# Outdoor Chairs



## kawisser (Aug 15, 2011)

I want to make some Adirondack chairs for my firepit. I really want to keep costs down, and the easiest way for me is with cheaper wood. Do you think it would be a huge mistake to use pine? I know it's not exactly outdoor friendly, but would it be ok outside if I treated it with something, stain or paint?

The other, better, option would be cedar, but I don't know where to buy it. All the big box stores like Home Depot, Meards, Lowes, they all carry cedar, but it's always only finished on 3 sides, with a rough cut on the 4th. Do you think I'd be able to sand the 4th side to a smooth enough finish, like the other 3 sides?


----------



## BCK (Feb 23, 2014)

sanding is only limited to time in my opinion..start with a fairly coarse to a fine...and make sure the back, bottom etc is the rougher side and the factory finish is upside/top etc....or a treated pine.. I'd treat it before assembly so parts that might not be exposed afterwards gets treated....good luck,,,enjoy


----------



## kawisser (Aug 15, 2011)

BCK said:


> sanding is only limited to time in my opinion..start with a fairly coarse to a fine...and make sure the back, bottom etc is the rougher side and the factory finish is upside/top etc....or a treated pine.. I'd treat it before assembly so parts that might not be exposed afterwards gets treated....good luck,,,enjoy


Do you think it would be a mistake to use pine? I don't need these to last 50 years, but I also don't want them falling apart next year.

## Information given:
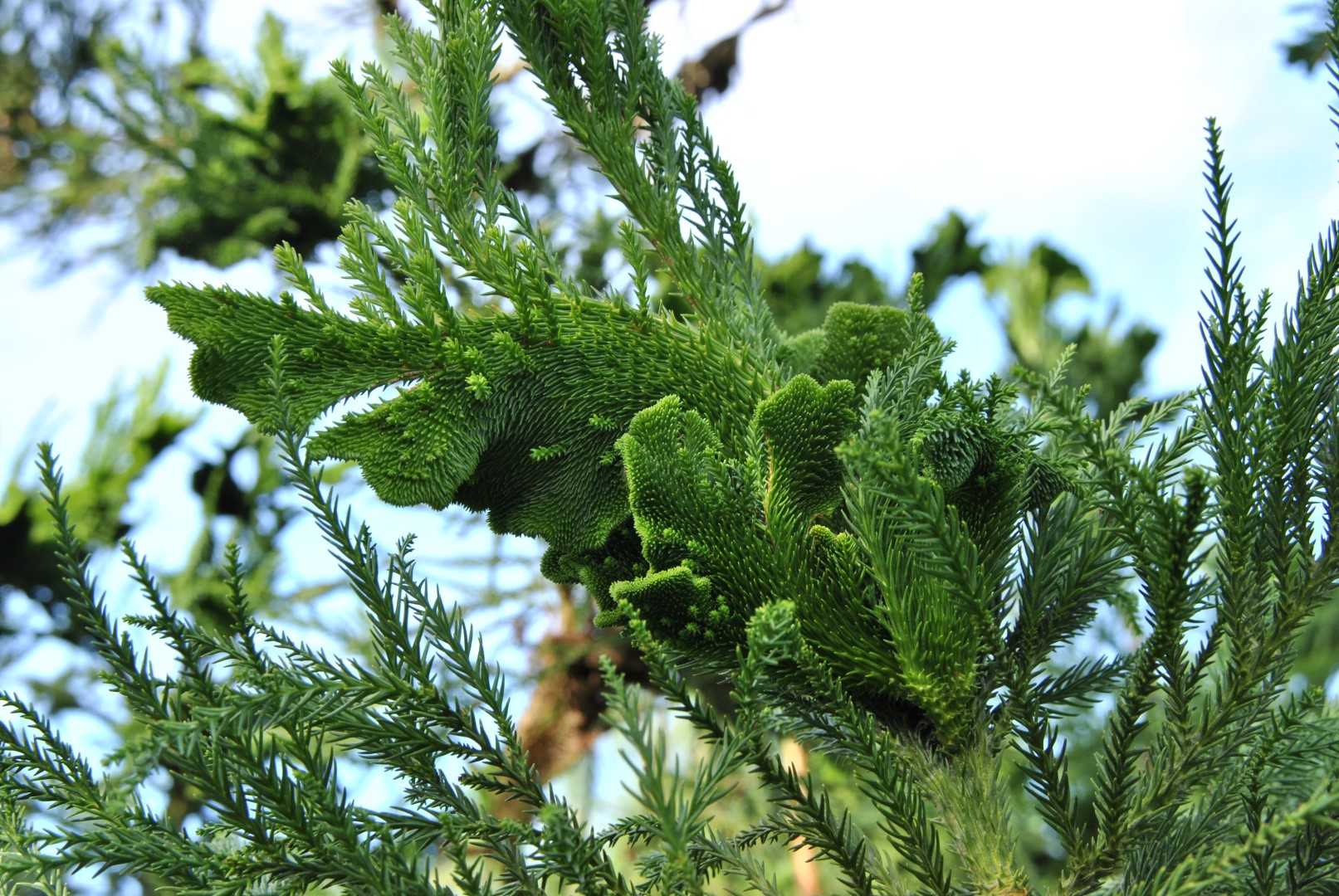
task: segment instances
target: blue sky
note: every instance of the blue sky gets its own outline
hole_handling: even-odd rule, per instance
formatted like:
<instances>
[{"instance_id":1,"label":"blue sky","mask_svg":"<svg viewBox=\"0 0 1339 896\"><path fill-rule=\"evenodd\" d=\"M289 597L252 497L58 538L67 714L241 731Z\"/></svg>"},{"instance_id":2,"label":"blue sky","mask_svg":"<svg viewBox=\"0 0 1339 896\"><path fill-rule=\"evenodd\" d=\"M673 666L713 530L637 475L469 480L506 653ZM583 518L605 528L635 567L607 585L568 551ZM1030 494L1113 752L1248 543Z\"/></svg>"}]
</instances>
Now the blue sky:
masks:
<instances>
[{"instance_id":1,"label":"blue sky","mask_svg":"<svg viewBox=\"0 0 1339 896\"><path fill-rule=\"evenodd\" d=\"M276 8L277 4L270 4ZM1291 296L1297 266L1335 207L1335 135L1327 88L1280 64L1277 44L1306 24L1285 3L897 4L795 0L749 31L736 86L706 118L734 163L765 254L810 241L858 255L894 282L908 250L945 210L1019 250L1047 238L1082 259L1126 318L1165 332L1152 385L1192 385L1202 282L1205 115L1225 131L1236 175L1248 289ZM260 15L254 0L218 4L210 39L244 59ZM331 9L344 12L332 13ZM656 8L671 62L747 17L753 1L671 0ZM313 67L364 55L366 24L347 5L285 4L293 39ZM513 111L528 128L526 108ZM3 231L3 226L0 226ZM0 243L12 246L12 231ZM225 273L169 261L149 277L100 263L50 285L33 282L40 247L0 259L0 457L29 439L25 423L56 412L43 435L67 452L88 405L116 377L163 357L183 405L185 345L139 298L154 278L269 289L266 265ZM977 373L1003 357L976 284L937 309Z\"/></svg>"},{"instance_id":2,"label":"blue sky","mask_svg":"<svg viewBox=\"0 0 1339 896\"><path fill-rule=\"evenodd\" d=\"M761 0L759 0L761 1ZM210 39L245 59L266 5L293 23L313 67L341 52L366 55L366 20L353 27L331 4L217 4ZM671 64L751 15L759 3L667 0L653 25ZM857 3L793 0L749 31L734 88L706 108L750 202L759 247L777 255L809 241L836 258L860 257L901 284L912 245L949 209L979 233L1026 249L1046 238L1087 267L1125 320L1165 333L1154 354L1156 392L1193 385L1201 349L1196 316L1204 275L1201 171L1204 118L1224 127L1236 177L1235 213L1248 289L1283 298L1339 205L1335 132L1320 78L1285 70L1277 44L1310 20L1288 0L1186 0L1110 4ZM348 8L347 4L343 8ZM536 127L528 107L517 127ZM12 246L0 222L0 246ZM0 257L0 460L33 437L75 456L88 409L115 380L133 381L162 358L169 395L197 407L185 377L187 346L139 293L158 278L269 290L266 262L226 271L169 259L147 275L99 262L37 284L40 247ZM975 373L1003 360L992 309L975 282L936 308L959 340L956 362ZM37 429L40 411L51 413ZM193 449L234 431L214 412ZM167 461L135 495L155 523L141 546L165 566L185 551L179 504L189 459ZM392 542L423 514L358 511ZM324 552L321 552L324 554Z\"/></svg>"},{"instance_id":3,"label":"blue sky","mask_svg":"<svg viewBox=\"0 0 1339 896\"><path fill-rule=\"evenodd\" d=\"M1007 7L1007 8L1006 8ZM833 261L861 257L905 282L909 247L948 209L980 222L994 243L1024 250L1039 238L1087 267L1125 320L1165 336L1152 361L1154 392L1193 385L1204 275L1201 171L1204 118L1216 115L1236 175L1235 211L1248 289L1291 296L1297 266L1336 206L1335 132L1320 78L1284 68L1280 41L1310 24L1288 4L1036 0L856 3L793 0L749 29L731 91L706 119L750 203L765 255L809 241ZM249 59L260 17L273 8L291 40L324 68L335 55L364 58L370 24L353 4L216 4L209 39L237 64ZM754 0L667 0L652 27L676 67L747 19ZM524 144L542 104L511 103L503 140ZM0 222L0 246L15 234ZM185 376L187 346L141 298L154 279L226 282L272 290L268 261L217 271L167 259L147 274L103 261L52 284L33 278L42 247L0 258L0 376L11 384L0 416L0 460L54 437L76 456L88 409L116 380L169 358L169 396L198 407ZM1078 308L1075 310L1082 310ZM959 341L955 362L977 374L1004 353L979 284L955 286L936 306ZM40 427L29 421L48 413ZM214 452L240 419L216 409L191 451ZM194 531L178 500L190 459L177 456L134 497L150 523L141 547L171 567ZM404 528L430 532L424 514L358 503L387 543ZM324 555L320 551L319 555Z\"/></svg>"}]
</instances>

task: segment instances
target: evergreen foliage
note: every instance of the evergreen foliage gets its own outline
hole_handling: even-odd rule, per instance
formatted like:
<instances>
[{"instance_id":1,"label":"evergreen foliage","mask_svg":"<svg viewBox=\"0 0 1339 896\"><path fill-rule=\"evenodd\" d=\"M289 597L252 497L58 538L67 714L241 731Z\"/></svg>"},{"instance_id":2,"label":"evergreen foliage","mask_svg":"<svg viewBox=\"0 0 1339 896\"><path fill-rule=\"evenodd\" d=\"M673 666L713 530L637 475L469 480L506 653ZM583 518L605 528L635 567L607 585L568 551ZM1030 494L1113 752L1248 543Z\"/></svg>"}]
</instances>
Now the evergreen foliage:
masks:
<instances>
[{"instance_id":1,"label":"evergreen foliage","mask_svg":"<svg viewBox=\"0 0 1339 896\"><path fill-rule=\"evenodd\" d=\"M98 774L5 699L0 880L58 891L91 867L208 893L767 893L751 851L798 838L852 892L1022 893L1035 884L1004 776L1018 764L1063 851L1058 892L1339 887L1339 721L1288 687L1297 634L1339 584L1339 225L1267 349L1271 297L1247 298L1209 119L1204 386L1095 417L1067 380L1073 352L1016 380L948 376L924 277L907 308L836 302L787 334L731 170L661 72L641 0L428 8L431 33L388 20L420 106L376 64L335 67L398 194L388 215L349 203L349 310L287 243L276 261L300 298L149 294L197 346L197 393L277 439L367 612L371 655L329 657L261 622L236 550L222 625L198 625L126 544L151 607L127 623L177 658L155 670L108 618L44 449L68 600L145 733ZM1331 23L1334 45L1339 3ZM503 35L627 209L625 289L569 274L503 183L489 114ZM1034 255L1044 308L1074 271ZM969 270L940 266L935 288ZM459 301L461 278L501 301ZM332 412L367 393L367 409ZM536 774L501 674L416 575L412 539L383 556L323 487L324 459L356 463L387 501L462 504L542 539L545 574L625 627L700 761L670 762L607 665L639 812L592 829ZM1103 604L1131 600L1133 653L1056 669ZM728 682L727 707L702 677ZM1103 694L1114 709L1081 784L1059 721ZM777 736L849 769L877 830L782 762ZM392 773L402 802L352 802L344 754ZM145 804L137 788L158 768L204 794L201 828ZM770 809L720 829L715 808L743 777ZM620 845L639 848L635 868Z\"/></svg>"}]
</instances>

## Your task:
Answer from the outdoor chairs thread:
(a) Which wood does the first post call the other, better option?
(b) When does BCK say to treat the wood?
(c) In kawisser's reply to BCK, how long does kawisser say the chairs do not need to last?

## Solution to the exercise:
(a) Cedar.
(b) Before assembly, so parts that might not be exposed afterwards get treated.
(c) 50 years.